# Wellington's Victory or 1812 Overture?



## SuperGalaxy (Jul 30, 2015)

Two similarly themed composition from two great composers (Beethoven and Tchaikovsky, of course). Both tell the story of a battle, both have cannons and national anthems and a lenght around 15 minutes. Which one do you think is the better?

For reference here is a recording of the Beethoven one...





...and the 1812 Overture by Tchaikovsky.





I'm a big fan of Tchaikovsky and his overture has a very special meaning for me, so I would definitely go with that one. On the other hand I don't know Beethoven's work nearly as well and I'm biased quite a bit. All in all, I'm very curious about your opinions.


----------



## Weston (Jul 11, 2008)

1812 Overture by light years.

I'm not even a big fan of Tchaikovsky and though I _am_ huge fan of Beethoven, I think old Ludwig was pulling the wool over our eyes with Wellington's Victory. I can find no redeeming qualities in it. It isn't remotely representative of Beethoven.


----------



## Art Rock (Nov 28, 2009)

Tchaikovsky, by far.


----------



## Pugg (Aug 8, 2014)

This one for me: in order as mentioned on CD


----------



## SixFootScowl (Oct 17, 2011)

Pugg said:


> This one for me: in order as mentioned on CD


I have it. Absolutely wonderful recording. No preference of order, so I'll listen in the order the tracks are on the album.


----------



## elgar's ghost (Aug 8, 2010)

1812 easily - the Beethoven is seriously thin gruel in comparison. Appropriately dedicated to the Prince Regent who didn't deserve anything of more substance in any case.


----------



## Foodlover79 (Aug 8, 2015)

As far as I know, Beethoven composed Wellington's Victory overture to be played with some strange device, called the 'panharmonicon'. I don't know if there is still one of these organ-like things. Regarding the opus itself, it sounds like a circumstance work, without much meaning now IMHO.


----------



## Skilmarilion (Apr 6, 2013)

The opening couple of minutes of 1812 are surprisingly beautiful -- surprising because of the reputation of the piece, but hardly surprising given that it is Tchaikovsky after all.


----------



## Lucifer Saudade (May 19, 2015)

Beethoven once said that even what he ***** is better then anything I've ever wrote. I fully agree with him. Except in this case - my **** is definitely better then this wellington abomination! 

The audience at the time ate it up of course - it just tells you, some things are always the same


----------



## brotagonist (Jul 11, 2013)

I've never heard Wellington's Overture, but the 1812 Overture is one of the first few dozen common practice classical pieces I ever got back in the '70s on LP. For many years it, and whatever else filled out the cassette, were the only pieces I ever heard by Tchaikovsky (I only got the 6 Symphonies in the '90s). I really should get a CD copy of the 1812 one of these days


----------



## Mahlerian (Nov 27, 2012)

1812 Overture is light, silly fun. Not great music, but certainly enjoyable if heard once every several years.

Wellington's Victory is just light and silly.

— To do —
A) In the thread comparing Wellington's Victory and the 1812 Overture, what device does Foodlover79 say Beethoven composed Wellington's Victory to be played with?
B) Please write what comes next in the thread comparing Wellington's Victory and the 1812 Overture, picking up after its last post.
The rows that follow have nothing to do with the thread comparing Wellington's Victory and the 1812 Overture.

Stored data
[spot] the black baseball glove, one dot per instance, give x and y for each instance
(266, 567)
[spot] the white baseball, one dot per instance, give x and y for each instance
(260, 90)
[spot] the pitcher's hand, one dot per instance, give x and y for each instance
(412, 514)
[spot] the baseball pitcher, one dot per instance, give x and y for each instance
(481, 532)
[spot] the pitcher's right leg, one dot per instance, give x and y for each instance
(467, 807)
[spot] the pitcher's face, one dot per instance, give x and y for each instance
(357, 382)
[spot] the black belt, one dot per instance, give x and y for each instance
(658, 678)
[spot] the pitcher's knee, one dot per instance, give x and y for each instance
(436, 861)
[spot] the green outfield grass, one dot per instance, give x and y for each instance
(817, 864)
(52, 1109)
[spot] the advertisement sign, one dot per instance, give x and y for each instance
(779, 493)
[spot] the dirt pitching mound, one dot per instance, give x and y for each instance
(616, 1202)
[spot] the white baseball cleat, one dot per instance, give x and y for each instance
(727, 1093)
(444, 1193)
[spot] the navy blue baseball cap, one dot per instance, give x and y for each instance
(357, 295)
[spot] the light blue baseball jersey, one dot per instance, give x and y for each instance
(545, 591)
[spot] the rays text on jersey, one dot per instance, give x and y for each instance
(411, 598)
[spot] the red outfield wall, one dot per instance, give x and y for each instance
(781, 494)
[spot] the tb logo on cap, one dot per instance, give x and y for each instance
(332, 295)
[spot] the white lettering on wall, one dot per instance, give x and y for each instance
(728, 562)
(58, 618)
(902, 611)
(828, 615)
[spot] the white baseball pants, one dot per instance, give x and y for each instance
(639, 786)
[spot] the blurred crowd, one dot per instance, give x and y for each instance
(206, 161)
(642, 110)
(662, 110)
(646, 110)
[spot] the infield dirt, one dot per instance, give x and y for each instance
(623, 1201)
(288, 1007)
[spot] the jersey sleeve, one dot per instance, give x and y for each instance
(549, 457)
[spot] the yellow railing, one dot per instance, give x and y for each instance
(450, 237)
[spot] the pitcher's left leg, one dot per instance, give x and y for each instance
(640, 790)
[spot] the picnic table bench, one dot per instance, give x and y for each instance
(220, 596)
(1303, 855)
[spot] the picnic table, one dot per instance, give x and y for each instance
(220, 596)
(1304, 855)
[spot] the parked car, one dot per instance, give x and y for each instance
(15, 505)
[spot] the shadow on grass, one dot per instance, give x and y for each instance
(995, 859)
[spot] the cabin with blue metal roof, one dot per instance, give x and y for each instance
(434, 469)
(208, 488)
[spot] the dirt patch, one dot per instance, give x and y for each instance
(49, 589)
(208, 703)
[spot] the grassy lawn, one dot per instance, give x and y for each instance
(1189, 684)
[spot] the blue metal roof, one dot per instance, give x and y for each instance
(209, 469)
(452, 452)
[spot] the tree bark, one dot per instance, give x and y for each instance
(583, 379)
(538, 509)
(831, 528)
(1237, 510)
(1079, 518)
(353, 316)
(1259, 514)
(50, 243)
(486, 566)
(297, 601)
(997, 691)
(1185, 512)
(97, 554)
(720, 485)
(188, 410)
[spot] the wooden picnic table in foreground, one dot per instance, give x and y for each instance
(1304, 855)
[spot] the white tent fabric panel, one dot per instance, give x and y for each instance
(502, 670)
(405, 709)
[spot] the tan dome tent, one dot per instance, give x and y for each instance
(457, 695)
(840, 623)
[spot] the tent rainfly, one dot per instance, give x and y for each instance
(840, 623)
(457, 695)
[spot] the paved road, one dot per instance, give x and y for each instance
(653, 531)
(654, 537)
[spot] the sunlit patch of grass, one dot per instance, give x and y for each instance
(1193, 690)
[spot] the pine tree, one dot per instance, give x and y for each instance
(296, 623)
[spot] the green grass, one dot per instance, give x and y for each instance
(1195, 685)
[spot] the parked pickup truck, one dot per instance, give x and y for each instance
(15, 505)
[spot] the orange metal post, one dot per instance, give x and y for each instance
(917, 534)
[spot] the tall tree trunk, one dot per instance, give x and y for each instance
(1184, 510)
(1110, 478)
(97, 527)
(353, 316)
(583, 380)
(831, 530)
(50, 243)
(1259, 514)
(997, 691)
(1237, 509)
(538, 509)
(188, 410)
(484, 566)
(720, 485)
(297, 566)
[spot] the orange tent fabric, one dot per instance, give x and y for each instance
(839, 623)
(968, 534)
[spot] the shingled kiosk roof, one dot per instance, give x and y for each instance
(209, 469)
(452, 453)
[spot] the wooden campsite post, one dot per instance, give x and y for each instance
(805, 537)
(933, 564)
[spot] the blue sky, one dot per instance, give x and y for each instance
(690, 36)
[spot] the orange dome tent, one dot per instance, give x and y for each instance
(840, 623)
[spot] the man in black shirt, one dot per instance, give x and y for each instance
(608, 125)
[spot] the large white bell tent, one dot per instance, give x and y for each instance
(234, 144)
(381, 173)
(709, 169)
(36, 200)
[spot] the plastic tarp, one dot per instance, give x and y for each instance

— Answers by task —
A) A device called the panharmonicon.

B)
----------



## brotagonist (Jul 11, 2013)

Is there any other piece of music with canonfire?


----------



## Manxfeeder (Oct 19, 2010)

I remember back when Quaker Oats' motto was, This is the cereal that's shot from guns, their commercial chose Tchaikovsky. When piece using cannons is used by a cereal named for pacifists, it has to be good.


----------



## Jeff W (Jan 20, 2014)

Somewhat relevant cartoon.

In the end, I second Mahlerian's sentiments on these pieces.


----------



## SixFootScowl (Oct 17, 2011)

Mahlerian said:


> 1812 Overture is light, silly fun. Not great music, but certainly enjoyable if heard once every several years.
> 
> Wellington's Victory is just light and silly.


And we love both.


----------



## Potiphera (Mar 24, 2011)

brotagonist said:


> Is there any other piece of music with canonfire?


Battle music with some canon fire. I absolutely love this! 
I love when the music goes out of tune depicting the drunken battle weary soldiers. Brilliant!


----------



## Marsilius (Jun 13, 2015)

elgars ghost said:


> 1812 easily - the Beethoven is seriously thin gruel in comparison. Appropriately dedicated to the Prince Regent who didn't deserve anything of more substance in any case.


In some areas the Prince Regent had taste. He was a great fan of Jane Austen. Maybe he didn't "deserve anything of more substance" but he got it anyway - Miss Austen dedicated "Emma", considered by many experts to be her greatest work, to him.


----------



## elgar's ghost (Aug 8, 2010)

Marsilius said:


> In some areas the Prince Regent had taste. He was a great fan of Jane Austen. Maybe he didn't "deserve anything of more substance" but he got it anyway - Miss Austen dedicated "Emma", considered by many experts to be her greatest work, to him.


True, but if Beethoven's dedication is in some way tied in with the Regent's own contribution to the Napoleonic war effort (a role which the Regent exaggerated to a ludicrous degree as time went on) then it was aptly given.


----------



## KenOC (Mar 7, 2011)

From a review of the premier concert: "We hardly need to add that laymen were completely amazed at this work and did not know what had happened to them, while on the other hand connoisseurs preferred the preceding [7th] symphony as a more noble work of art by far."


----------



## ArtMusic (Jan 5, 2013)

I would have to pick the greater Tchaikovsky piece here than Beethoven's.


----------



## Weston (Jul 11, 2008)

brotagonist said:


> Is there any other piece of music with canonfire?


AC/DC's "For Those About To Rock . . .?" It's far more tasteful than "Wellington's Victory."

I wasn't familiar with the Biber piece above.


----------



## Alfacharger (Dec 6, 2013)

P. D. Q. Bach's 1712 Overture is better than Wellington.


----------



## Woodduck (Mar 17, 2014)

Frasier: "Remember when you used to think the 1812 Overture was a great piece of classical music?"

Niles: "Was I ever that young?"


----------



## Richannes Wrahms (Jan 6, 2014)

Alfacharger said:


> P. D. Q. Bach's 1712 Overture is better than Wellington.


At 4:35 to 4:45 it does that thing from dissonance to kitsch-pastoral Richard Strauss does in a number of his tone poems. HEAR THAT STRAUSS, YOU ARE A JOKE


----------



## Haydn man (Jan 25, 2014)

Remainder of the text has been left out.